** Opening SOURCE TEXT block **

This article was first published on rabble.ca
While the passage of the Charter of Rights and Freedoms in 1982 heralded a new age in the protection of individual rights in Canada, the rights protected by the Charter are not absolute. One famous expression about the limits of individual rights originated in an American court case; you may be familiar with the saying that the right to freedom of speech would not protect someone from falsely shouting “fire!” in a crowded theater. My favourite saying about limits on individual rights is “my right to swing my arm ends where your nose begins.”
With measures that have been implemented to deal with the COVID-19 pandemic, some people feel that their individual rights and liberties are under constant assault. Two recent examples are news stories about the nurse in London, Ontario who was fired from her job, apparently for helping to organize an anti-lockdown rally, and police in Montreal cracking down on religious gatherings.
These incidents (and others like them) raise all manner of interesting questions, such as what the legal outcome might be if cases like this are litigated, and the deeper question of whether it is just, right, or fair to take steps that seem to infringe on individual rights in order to combat COVID-19 (or whether it is just, right, or fair to insist on one’s personal liberties in the face of the pandemic, depending on your point of view). I could not begin to answer those questions in a column of this length. However, they do provide an interesting jumping-off point to discuss some of the ways that the Charter itself has built-in limits on the rights it purports to guarantee.
Charter rights typically do not apply to dealings between private parties
Section 32(1) of the Charter provides that the Charter applies “to the Parliament and government of Canada in respect of all matters within the authority of Parliament,” and “to the legislature and government of each province in respect of all matters within the authority of the legislature of each province.”
In 1986, in the Dolphin Delivery case, the Supreme Court of Canada clarified that the Charter “was set up to regulate the relationship between the individual and the Government … to restrain government action and to protect the individual … [but] was not intended in the absence of some governmental action to be applied in private litigation.” However, as to the question of what would qualify as governmental action sufficient for the Charter to apply, the Court deferred, writing, “It is difficult and probably dangerous to attempt to define with narrow precision that element of government intervention necessary to bring the Charter into play by private litigants in private litigation.”

** Closing SOURCE TEXT block **

= USING THE INFORMATION =
(1) In the article on Charter rights, condense the paragraph beginning "With measures that have been implemented" into a single shorter sentence that keeps its main facts.
(2) According to the article on Charter rights, in what year did the Supreme Court of Canada decide the Dolphin Delivery case?
(3) Write the next part of the article on Charter rights, picking up after its final sentence.

** Opening DATA EXTRACT block **

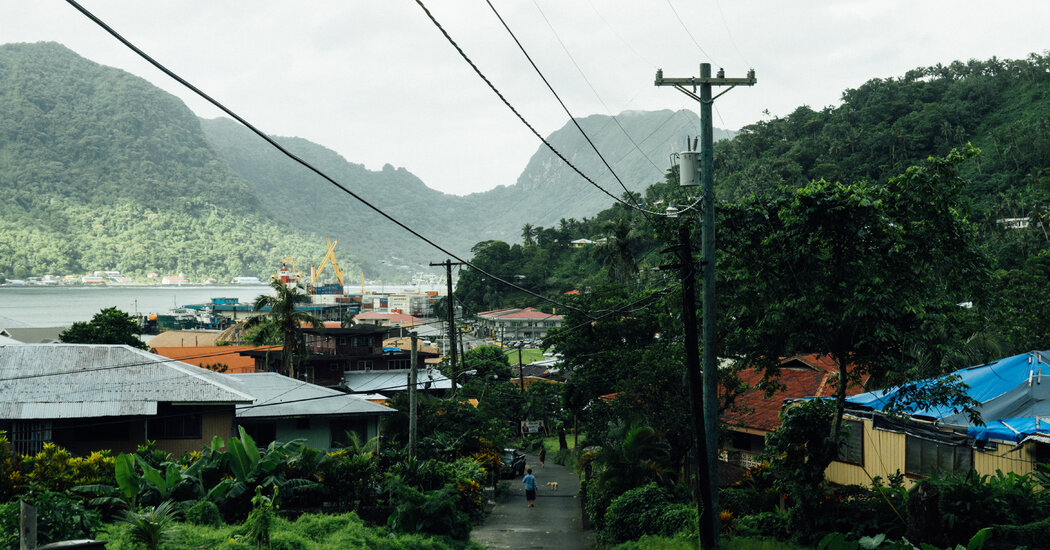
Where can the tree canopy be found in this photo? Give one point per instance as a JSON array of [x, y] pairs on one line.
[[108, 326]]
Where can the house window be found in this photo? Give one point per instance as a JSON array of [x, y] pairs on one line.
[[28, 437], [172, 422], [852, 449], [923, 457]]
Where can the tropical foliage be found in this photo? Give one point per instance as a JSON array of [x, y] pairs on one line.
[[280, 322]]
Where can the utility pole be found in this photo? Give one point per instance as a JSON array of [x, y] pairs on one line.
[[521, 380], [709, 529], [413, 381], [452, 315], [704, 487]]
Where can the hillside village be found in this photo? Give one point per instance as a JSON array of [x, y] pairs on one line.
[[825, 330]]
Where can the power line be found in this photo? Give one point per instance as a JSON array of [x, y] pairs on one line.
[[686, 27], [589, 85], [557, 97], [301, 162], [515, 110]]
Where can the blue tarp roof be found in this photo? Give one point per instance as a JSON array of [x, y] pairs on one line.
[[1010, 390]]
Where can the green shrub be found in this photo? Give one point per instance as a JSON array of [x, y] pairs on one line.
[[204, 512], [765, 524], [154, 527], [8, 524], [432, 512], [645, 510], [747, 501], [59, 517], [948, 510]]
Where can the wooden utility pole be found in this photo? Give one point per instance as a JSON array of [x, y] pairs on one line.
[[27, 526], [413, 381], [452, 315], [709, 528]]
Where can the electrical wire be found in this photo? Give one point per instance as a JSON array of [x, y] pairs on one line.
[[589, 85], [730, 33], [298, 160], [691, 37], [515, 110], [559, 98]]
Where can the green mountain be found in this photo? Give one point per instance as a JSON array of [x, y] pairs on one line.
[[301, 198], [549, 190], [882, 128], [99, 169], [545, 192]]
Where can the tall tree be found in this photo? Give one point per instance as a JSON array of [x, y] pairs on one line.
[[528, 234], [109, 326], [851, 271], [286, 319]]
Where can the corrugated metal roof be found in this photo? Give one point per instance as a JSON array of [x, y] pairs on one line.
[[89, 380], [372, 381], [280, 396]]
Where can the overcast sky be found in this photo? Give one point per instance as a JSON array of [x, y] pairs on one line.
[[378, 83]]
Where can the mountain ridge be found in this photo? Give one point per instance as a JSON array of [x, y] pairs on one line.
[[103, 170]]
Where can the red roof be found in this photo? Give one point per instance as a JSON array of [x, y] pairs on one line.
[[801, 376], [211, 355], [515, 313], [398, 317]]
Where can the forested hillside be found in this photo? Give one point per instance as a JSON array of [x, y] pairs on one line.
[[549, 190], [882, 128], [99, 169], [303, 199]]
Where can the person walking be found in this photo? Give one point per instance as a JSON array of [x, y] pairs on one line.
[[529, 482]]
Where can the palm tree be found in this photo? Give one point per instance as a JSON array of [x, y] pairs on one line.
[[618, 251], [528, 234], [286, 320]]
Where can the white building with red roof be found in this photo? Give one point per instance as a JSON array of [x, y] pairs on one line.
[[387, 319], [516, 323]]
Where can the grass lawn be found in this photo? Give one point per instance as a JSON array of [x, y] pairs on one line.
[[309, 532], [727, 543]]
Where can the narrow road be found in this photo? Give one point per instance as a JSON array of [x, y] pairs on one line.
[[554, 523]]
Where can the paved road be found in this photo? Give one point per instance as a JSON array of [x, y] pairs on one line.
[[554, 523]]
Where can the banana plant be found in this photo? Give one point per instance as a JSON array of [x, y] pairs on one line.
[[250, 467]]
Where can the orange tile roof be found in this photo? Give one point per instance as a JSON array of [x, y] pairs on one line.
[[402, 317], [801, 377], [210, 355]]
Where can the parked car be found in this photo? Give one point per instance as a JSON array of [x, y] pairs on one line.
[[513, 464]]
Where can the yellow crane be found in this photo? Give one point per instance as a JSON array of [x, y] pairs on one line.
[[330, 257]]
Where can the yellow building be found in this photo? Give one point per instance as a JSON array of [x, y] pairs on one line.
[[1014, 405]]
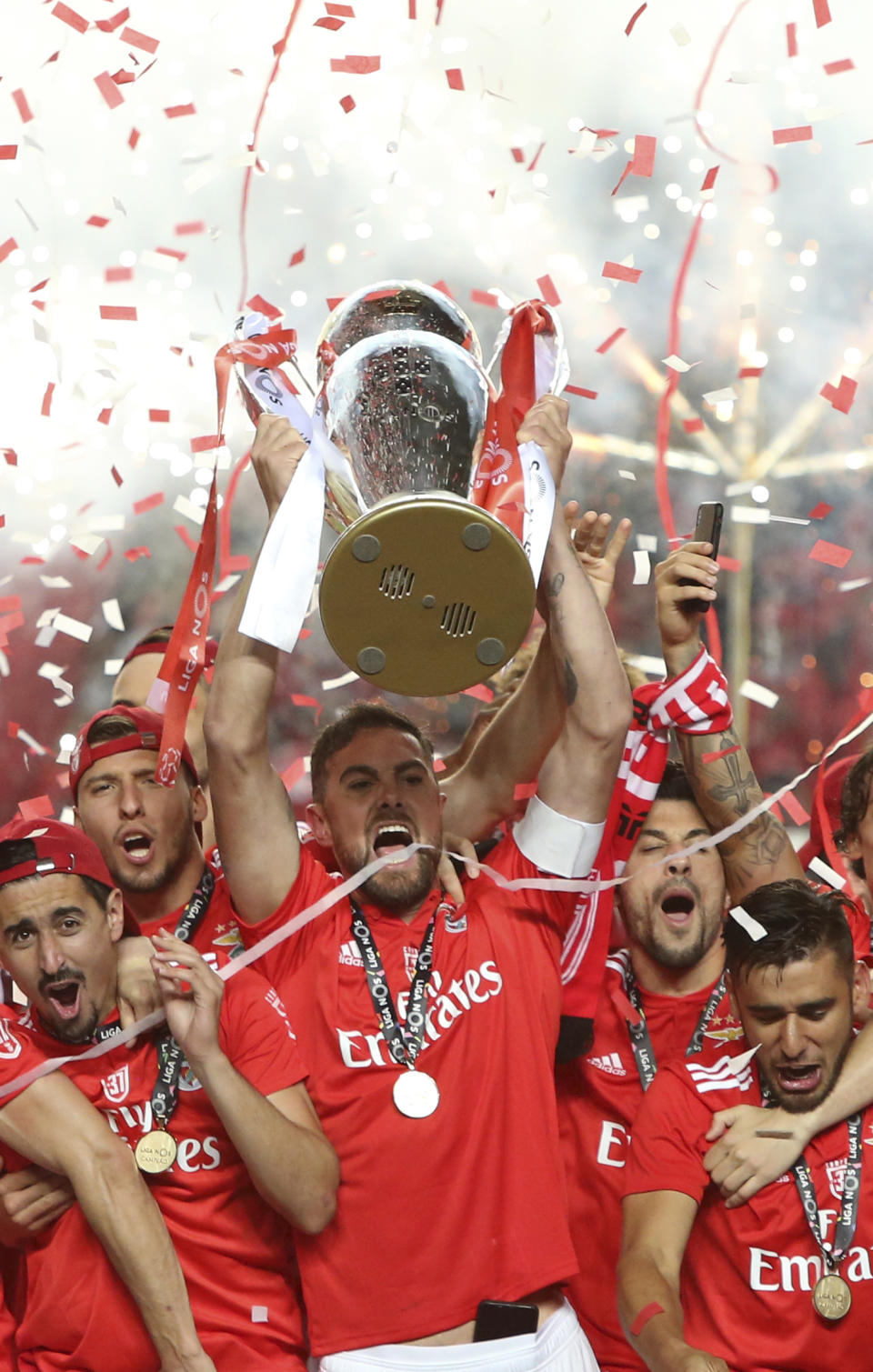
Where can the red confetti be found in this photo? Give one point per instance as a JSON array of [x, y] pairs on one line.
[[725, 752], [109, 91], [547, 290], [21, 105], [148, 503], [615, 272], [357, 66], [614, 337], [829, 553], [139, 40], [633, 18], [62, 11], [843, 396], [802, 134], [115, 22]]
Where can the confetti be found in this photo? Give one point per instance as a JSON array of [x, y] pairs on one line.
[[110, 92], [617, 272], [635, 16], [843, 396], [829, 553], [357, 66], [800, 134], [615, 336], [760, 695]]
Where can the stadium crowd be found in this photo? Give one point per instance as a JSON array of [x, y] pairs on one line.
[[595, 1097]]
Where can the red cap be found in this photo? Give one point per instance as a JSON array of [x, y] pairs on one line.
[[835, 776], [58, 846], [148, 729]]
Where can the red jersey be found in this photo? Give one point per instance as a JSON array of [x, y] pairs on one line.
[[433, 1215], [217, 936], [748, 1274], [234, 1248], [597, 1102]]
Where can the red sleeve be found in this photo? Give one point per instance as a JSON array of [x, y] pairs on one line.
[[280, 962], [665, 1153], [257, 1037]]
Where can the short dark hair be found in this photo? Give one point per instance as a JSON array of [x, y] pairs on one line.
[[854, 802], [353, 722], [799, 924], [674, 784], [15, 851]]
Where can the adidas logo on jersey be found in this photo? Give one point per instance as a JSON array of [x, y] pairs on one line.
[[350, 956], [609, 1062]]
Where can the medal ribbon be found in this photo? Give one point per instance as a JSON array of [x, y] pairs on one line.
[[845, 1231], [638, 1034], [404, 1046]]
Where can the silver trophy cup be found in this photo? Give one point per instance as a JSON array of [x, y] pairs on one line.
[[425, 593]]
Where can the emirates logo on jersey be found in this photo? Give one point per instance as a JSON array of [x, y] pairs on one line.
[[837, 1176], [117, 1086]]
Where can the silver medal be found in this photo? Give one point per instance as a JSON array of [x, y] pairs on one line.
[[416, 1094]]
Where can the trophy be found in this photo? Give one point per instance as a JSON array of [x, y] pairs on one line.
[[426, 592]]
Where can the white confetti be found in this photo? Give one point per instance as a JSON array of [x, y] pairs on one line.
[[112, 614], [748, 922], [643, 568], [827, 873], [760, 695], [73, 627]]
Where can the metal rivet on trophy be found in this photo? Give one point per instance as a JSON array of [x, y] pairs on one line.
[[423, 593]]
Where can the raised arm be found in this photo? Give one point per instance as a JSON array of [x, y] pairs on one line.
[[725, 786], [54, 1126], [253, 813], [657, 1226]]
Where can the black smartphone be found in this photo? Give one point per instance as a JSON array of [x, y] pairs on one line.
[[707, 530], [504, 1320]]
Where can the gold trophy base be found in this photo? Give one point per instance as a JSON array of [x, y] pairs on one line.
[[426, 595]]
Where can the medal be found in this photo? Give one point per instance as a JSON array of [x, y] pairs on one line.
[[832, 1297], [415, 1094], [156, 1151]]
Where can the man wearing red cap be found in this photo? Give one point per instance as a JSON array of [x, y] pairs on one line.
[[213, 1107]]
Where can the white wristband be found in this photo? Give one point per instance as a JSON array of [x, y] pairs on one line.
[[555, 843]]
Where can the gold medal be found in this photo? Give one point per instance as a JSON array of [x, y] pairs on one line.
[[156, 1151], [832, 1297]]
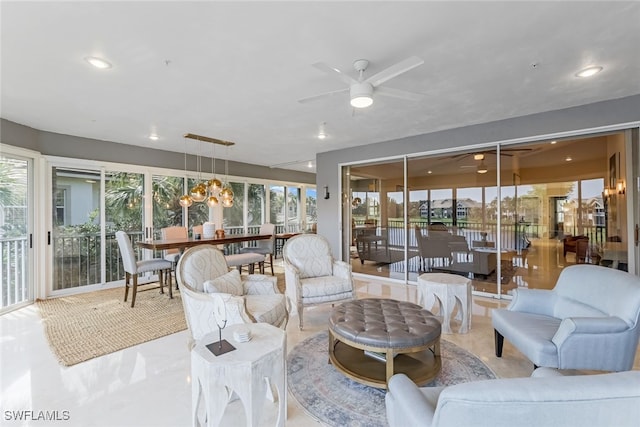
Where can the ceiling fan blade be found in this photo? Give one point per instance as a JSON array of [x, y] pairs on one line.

** Closing DATA EXTRACT block **

= ANSWERS TO THE TASKS =
(1) Some people feel COVID-19 measures constantly assault their rights and liberties, as shown by news of a London, Ontario nurse apparently fired for helping organize an anti-lockdown rally and of Montreal police cracking down on religious gatherings.

(2) 1986

(3)
A lot of cases have considered just how much government involvement is needed for the Charter to apply. Some of the scenarios are fairly obvious; legislation passed by the government is clearly government action that has to comply with the Charter. Other situations are more difficult to predict; for example, in some cases, acts by a hospital have been found to be subject to Charter scrutiny, whereas other cases have found that there was not enough of a connection to government to make a hospital’s acts subject to the Charter.
Charter rights are subject to ‘reasonable limits’
Another section of the Charter that limits the rights protected by the Charter is Section 1, which provides that the rights guaranteed by the Charter are subject “to such reasonable limits prescribed by law as can be demonstrably justified in a free and democratic society.” Like the question of whether there is sufficient government involvement in any particular situation so that the Charter applies, the question of whether government action is a “reasonable limit” has been the subject of a good deal of discussion by the courts.
Another 1986 case of the Supreme Court, R. v. Oakes, developed a test to determine if a law that violated a Charter right could be saved by Section 1 of the Charter. In short, for a law to be a “reasonable limit” on a Charter right, it first has to have an objective that addresses a concern that is “pressing and substantial in a free and democratic society.” If the law in question meets that standard, then it must have a rational connection to the objective it purports to address, it has to infringe on the affected Charter right as little as possible, and the adverse impact of the law has to be proportionate to the importance of the objective that the law seeks to address. However, if a law can pass that test, the court can determine that it is valid even though it violates a Charter right.
The government can simply decide to override certain Charter rights
Lastly, Section 33 of the Charter provides that Parliament or a provincial legislature can “expressly declare” that a law will apply notwithstanding that the law infringes on a Charter right. While this section does not apply to all Charter rights, it provides governments with a powerful tool to infringe on many of the rights that people think of when thinking of individual rights, such as the rights of freedom of expression, freedom of religion, freedom of assembly, and the rights to be free from arbitrary detention and unreasonable search and seizure, among others. This clause provides the provincial and federal governments a strong tool to override many rights that would otherwise be protected by the Charter.
Where does that leave individual rights?
As noted at the outset, individual rights, even those protected by the Charter, are not absolute. Instead, they are subject to the rights and interests of others. The government can seek to limit them to protect some other pressing objective, and can even decide to limit them without providing a rationale by invoking Section 33 of the Charter. As to steps taken by government to address the pandemic, I suspect that if those measures are challenged, governments will likely argue that the measures are reasonable limits on individual rights meant to serve a greater goal (combatting the pandemic). That said, the current environment presents some interesting insights into some of the different points of view that people have about the interaction between their individual rights and the effect on others of exercising those rights.